DÉFI A -
Recopiez fidèlement le passage du texte sur Oblomov compris entre « Attachant par ses » et « d'une lucidité incroyable. », ces deux bornes incluses.
DÉFI B -
Reproduisez à l'identique, dans les entrées, les lignes situées entre celle qui contient « Where can you find the man's forehead? » et la fin des entrées, ces deux limites comprises.

EXTRAIT DU TEXTE -
_ _ _

Quel roman, et quelle peinture de la nature humaine. Avec humour et beaucoup d'esprit Gontcharov épingle, dans la première partie, une galerie de personnages qui constituent le cercle des relations d'Oblomov, offrant un échantillon de la société russe bourgeoise ou artistique, des amis pas toujours sincères ou désintéressés dans un style drôle et léger. Seul son ami d'enfance d'origine allemande Stolz, son opposé (dynamique entreprenant, optimiste), prend soin de lui, le protège et tente de le remettre dans une dynamique qu'Oblomov élude et refuse dans cesse.
Attachant par ses angoisses, exaspérant par ses atermoiements, Il se noie dans ses hésitations et ses réflexions qui le poussent invariablement à la
procrastination. Une attitude qui passera dans le langage courant russe sous le terme d'oblomovsime, une sorte de léthargie constante, handicapante mais d'une lucidité incroyable.

_ _ _

ENTRÉES DE L'EXERCICE -
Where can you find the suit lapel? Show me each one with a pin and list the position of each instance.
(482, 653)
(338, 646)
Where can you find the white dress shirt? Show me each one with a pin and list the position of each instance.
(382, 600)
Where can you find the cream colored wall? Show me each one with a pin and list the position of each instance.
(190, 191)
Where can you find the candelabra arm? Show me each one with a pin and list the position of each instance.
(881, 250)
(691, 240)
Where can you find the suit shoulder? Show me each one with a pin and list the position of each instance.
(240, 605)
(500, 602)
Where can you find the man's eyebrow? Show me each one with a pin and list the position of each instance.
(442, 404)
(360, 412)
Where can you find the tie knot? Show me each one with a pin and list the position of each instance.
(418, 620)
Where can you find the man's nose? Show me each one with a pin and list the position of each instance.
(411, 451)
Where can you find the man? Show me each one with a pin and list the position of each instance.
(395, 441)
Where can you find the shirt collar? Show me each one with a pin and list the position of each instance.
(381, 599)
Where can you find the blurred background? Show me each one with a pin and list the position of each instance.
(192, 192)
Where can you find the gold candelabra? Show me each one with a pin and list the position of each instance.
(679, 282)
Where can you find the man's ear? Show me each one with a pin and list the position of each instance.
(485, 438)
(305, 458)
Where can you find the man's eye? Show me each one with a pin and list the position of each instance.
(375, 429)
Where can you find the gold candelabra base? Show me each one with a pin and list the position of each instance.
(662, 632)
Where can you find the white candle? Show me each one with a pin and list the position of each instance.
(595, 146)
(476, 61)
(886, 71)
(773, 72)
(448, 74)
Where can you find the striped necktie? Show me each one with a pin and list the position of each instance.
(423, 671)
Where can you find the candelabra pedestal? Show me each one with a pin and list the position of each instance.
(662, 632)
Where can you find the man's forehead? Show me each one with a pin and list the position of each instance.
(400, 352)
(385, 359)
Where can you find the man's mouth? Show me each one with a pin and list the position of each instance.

_ _ _

RÉSULTAT DE L'EXERCICE A -
Attachant par ses angoisses, exaspérant par ses atermoiements, Il se noie dans ses hésitations et ses réflexions qui le poussent invariablement à la
procrastination. Une attitude qui passera dans le langage courant russe sous le terme d'oblomovsime, une sorte de léthargie constante, handicapante mais d'une lucidité incroyable.

RÉSULTAT DE L'EXERCICE B -
Where can you find the man's forehead? Show me each one with a pin and list the position of each instance.
(400, 352)
(385, 359)
Where can you find the man's mouth? Show me each one with a pin and list the position of each instance.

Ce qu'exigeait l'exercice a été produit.